_Short exercise_.
Arrange the records below as a two-column CSV with the columns text and answer, one row per record, with each field quoted and line breaks turned into spaces. Leave the pictures out.

Collection entries:
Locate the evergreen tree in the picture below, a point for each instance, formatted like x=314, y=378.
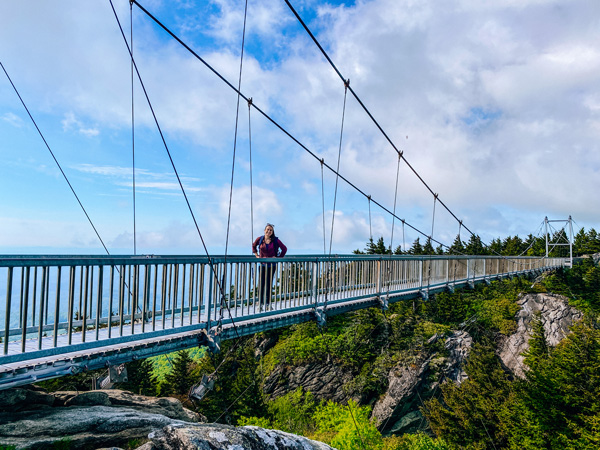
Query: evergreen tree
x=428, y=247
x=457, y=247
x=179, y=380
x=416, y=249
x=475, y=246
x=140, y=378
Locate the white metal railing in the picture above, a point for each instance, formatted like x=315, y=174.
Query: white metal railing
x=59, y=301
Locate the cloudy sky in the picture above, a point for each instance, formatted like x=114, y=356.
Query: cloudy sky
x=495, y=104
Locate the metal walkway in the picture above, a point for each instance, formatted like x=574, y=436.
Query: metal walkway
x=66, y=314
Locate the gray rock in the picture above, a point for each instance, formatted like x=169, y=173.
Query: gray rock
x=22, y=399
x=398, y=410
x=93, y=426
x=92, y=398
x=169, y=407
x=318, y=378
x=215, y=436
x=557, y=317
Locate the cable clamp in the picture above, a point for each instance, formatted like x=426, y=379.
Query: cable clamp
x=383, y=302
x=210, y=339
x=320, y=315
x=199, y=391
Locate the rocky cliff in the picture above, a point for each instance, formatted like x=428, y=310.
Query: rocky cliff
x=557, y=317
x=33, y=419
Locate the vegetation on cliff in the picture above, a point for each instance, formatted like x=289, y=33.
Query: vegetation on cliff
x=556, y=405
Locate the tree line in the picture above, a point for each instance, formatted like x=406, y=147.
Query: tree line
x=584, y=243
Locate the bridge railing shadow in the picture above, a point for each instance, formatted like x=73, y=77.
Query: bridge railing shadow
x=56, y=303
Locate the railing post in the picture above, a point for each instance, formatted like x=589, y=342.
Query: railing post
x=379, y=275
x=8, y=302
x=315, y=281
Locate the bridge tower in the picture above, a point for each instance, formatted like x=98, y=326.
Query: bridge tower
x=568, y=223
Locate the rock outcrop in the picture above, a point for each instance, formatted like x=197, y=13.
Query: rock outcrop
x=216, y=436
x=318, y=378
x=31, y=419
x=556, y=316
x=398, y=410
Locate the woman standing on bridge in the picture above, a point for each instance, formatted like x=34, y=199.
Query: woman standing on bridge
x=267, y=246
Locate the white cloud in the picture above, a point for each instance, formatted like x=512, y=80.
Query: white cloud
x=499, y=102
x=13, y=119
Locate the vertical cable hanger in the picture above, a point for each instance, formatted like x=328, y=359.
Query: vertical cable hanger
x=250, y=157
x=393, y=223
x=433, y=216
x=346, y=84
x=132, y=127
x=370, y=227
x=237, y=113
x=323, y=202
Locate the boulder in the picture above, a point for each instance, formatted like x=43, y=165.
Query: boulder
x=556, y=315
x=166, y=406
x=398, y=411
x=216, y=436
x=33, y=419
x=318, y=378
x=84, y=426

_Answer to the task_.
text,answer
"Locate the evergreen tree in the picture below, a point for each instance, formatted like x=314, y=378. Query: evergreen tree","x=428, y=247 x=457, y=247 x=179, y=380 x=416, y=249 x=475, y=246 x=140, y=378"
"Locate the white metal railing in the picture above, a point for each instance, formatted like x=315, y=174. Query: white metal railing","x=59, y=301"
"Locate the cloudy sky in the picture above, a point for each instance, formatted like x=114, y=356. Query: cloudy sky","x=495, y=104"
"Locate the metal walkway in the picture above, a point for each instance, formatted like x=574, y=436. Query: metal walkway","x=66, y=314"
"Locate the gray rock in the picture above, a point for each instance, formatted like x=169, y=173. Query: gray rock","x=22, y=399 x=398, y=410 x=93, y=426 x=92, y=398 x=169, y=407 x=318, y=378 x=215, y=436 x=557, y=317"
"Locate the cable clamp in the picture above, a point for each instance, formatted like x=426, y=379. Query: cable clamp","x=383, y=302 x=210, y=339 x=320, y=315 x=199, y=391"
"Locate the rocky cliff in the picture above, a point for each instance, formatted like x=428, y=310. Query: rocky cliff","x=557, y=317 x=33, y=419"
"Locate the vegetation on cliff in the picture above, a point for each instance, formatted like x=289, y=33. Query: vegetation on cliff","x=556, y=405"
"Locate the tree line in the picture above, a point for each instance, formatted like x=406, y=147. Query: tree line","x=584, y=243"
"Locate the bridge railing shadow in the picture above, a point for each instance, formatted like x=73, y=77. Query: bridge railing shadow","x=56, y=303"
"Locate the railing post in the picture above, a point for each instance, formatted like x=589, y=342. Query: railing post","x=379, y=275 x=8, y=302 x=315, y=281"
"Locate the bridge tower in the picture above, a point for each instance, formatted like x=98, y=326. Query: bridge tower","x=568, y=223"
"Locate the rock outcrop in the picture above, a point for each instance, formatted like x=197, y=13. Query: rock outcrop","x=216, y=436 x=318, y=378 x=31, y=419 x=556, y=316 x=398, y=410"
"Locate the woman standing on bridge in the picture above, a point for each instance, formatted like x=34, y=199. Query: woman standing on bridge","x=267, y=246"
"Locate the white cloud in the picture above, a point for each instance, formatted like x=512, y=80. Query: white cloud","x=499, y=102 x=13, y=119"
"Locate the vertical cable hanger in the picture above, a point for each instance, formatted like x=328, y=359. Query: vertical cable hanger","x=250, y=157 x=393, y=223 x=433, y=216 x=346, y=84 x=132, y=127 x=370, y=227 x=237, y=113 x=323, y=202"
"Locate the boulder in the picture above, a point for each instance, formatted like x=43, y=165. Query: boulder","x=556, y=315 x=166, y=406 x=398, y=411 x=216, y=436 x=33, y=419 x=318, y=378 x=84, y=426"